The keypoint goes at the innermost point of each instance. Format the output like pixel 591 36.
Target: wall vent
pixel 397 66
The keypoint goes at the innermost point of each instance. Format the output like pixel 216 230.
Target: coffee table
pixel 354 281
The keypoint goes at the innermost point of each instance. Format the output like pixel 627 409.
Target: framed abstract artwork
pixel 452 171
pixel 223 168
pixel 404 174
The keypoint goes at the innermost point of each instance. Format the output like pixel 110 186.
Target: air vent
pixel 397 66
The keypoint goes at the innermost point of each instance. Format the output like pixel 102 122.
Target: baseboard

###

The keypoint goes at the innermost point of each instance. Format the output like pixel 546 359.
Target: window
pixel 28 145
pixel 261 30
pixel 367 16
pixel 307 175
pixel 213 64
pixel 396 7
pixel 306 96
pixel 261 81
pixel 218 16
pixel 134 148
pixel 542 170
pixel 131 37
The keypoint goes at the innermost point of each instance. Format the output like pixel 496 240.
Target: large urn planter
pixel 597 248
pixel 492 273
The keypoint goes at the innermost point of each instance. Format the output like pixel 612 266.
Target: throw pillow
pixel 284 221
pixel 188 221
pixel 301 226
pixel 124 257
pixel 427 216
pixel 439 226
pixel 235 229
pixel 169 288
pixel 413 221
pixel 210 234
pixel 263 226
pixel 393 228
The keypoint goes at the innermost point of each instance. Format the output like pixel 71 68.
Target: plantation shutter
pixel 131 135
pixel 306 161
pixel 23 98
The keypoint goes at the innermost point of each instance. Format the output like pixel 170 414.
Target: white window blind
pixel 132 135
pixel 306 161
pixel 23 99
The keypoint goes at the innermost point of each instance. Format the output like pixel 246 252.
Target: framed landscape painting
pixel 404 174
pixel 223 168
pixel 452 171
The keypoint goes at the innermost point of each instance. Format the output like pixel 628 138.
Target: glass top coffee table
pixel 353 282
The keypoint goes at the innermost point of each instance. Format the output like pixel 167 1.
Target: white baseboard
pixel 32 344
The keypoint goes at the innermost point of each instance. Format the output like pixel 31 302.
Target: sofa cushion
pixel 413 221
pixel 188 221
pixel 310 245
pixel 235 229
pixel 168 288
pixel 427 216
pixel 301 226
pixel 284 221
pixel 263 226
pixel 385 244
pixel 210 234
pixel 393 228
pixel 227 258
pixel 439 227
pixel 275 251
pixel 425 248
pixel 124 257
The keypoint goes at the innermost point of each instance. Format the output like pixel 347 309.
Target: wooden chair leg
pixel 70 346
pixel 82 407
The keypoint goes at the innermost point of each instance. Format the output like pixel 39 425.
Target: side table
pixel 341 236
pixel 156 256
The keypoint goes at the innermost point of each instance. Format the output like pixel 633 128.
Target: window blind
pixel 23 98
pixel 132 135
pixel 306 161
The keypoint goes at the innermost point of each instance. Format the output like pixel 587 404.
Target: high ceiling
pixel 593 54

###

--- Directions ---
Your answer should consist solely of the lines above from the line with "pixel 246 252." to the line with "pixel 167 1.", both included, reproduced exactly.

--- Written reply ---
The keypoint goes at the innermost point of each instance. Format the output like pixel 246 252.
Target: framed landscape painting
pixel 404 174
pixel 223 168
pixel 452 171
The keypoint goes at the innermost point of each instance. Format the output like pixel 628 138.
Target: glass top coffee table
pixel 353 282
The keypoint goes at the innermost point of each instance. Format the output like pixel 167 1.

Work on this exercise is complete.